Tally the lines in the data below that contain the string "positive", and give only the resulting number.

Saved entries:

'''

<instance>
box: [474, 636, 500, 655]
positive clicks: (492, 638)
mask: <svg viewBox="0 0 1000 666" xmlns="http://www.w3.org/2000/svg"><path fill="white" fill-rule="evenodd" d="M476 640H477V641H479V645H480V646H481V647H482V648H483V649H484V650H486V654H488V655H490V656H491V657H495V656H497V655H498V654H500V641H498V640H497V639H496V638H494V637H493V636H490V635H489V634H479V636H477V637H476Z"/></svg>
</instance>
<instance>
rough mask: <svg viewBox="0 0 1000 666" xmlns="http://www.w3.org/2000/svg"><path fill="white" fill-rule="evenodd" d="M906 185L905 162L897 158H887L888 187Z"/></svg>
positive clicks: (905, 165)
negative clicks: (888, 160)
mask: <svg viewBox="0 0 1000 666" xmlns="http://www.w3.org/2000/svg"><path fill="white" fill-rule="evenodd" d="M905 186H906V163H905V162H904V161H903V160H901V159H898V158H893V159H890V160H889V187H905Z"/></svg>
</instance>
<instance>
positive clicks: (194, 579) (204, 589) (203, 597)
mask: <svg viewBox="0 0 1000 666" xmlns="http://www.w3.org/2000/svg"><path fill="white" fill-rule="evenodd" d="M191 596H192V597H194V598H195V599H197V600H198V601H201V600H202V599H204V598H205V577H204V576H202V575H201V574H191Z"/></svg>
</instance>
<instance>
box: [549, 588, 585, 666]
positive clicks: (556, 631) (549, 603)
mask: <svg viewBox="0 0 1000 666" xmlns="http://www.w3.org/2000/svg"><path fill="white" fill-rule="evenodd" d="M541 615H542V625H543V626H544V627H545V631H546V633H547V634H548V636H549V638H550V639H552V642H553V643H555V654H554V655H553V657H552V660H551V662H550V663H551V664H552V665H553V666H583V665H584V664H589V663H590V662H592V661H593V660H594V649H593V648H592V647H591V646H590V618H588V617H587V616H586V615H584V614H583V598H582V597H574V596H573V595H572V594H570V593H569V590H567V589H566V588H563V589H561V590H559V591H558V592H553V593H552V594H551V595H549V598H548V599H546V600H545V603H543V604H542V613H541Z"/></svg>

'''

Answer: 4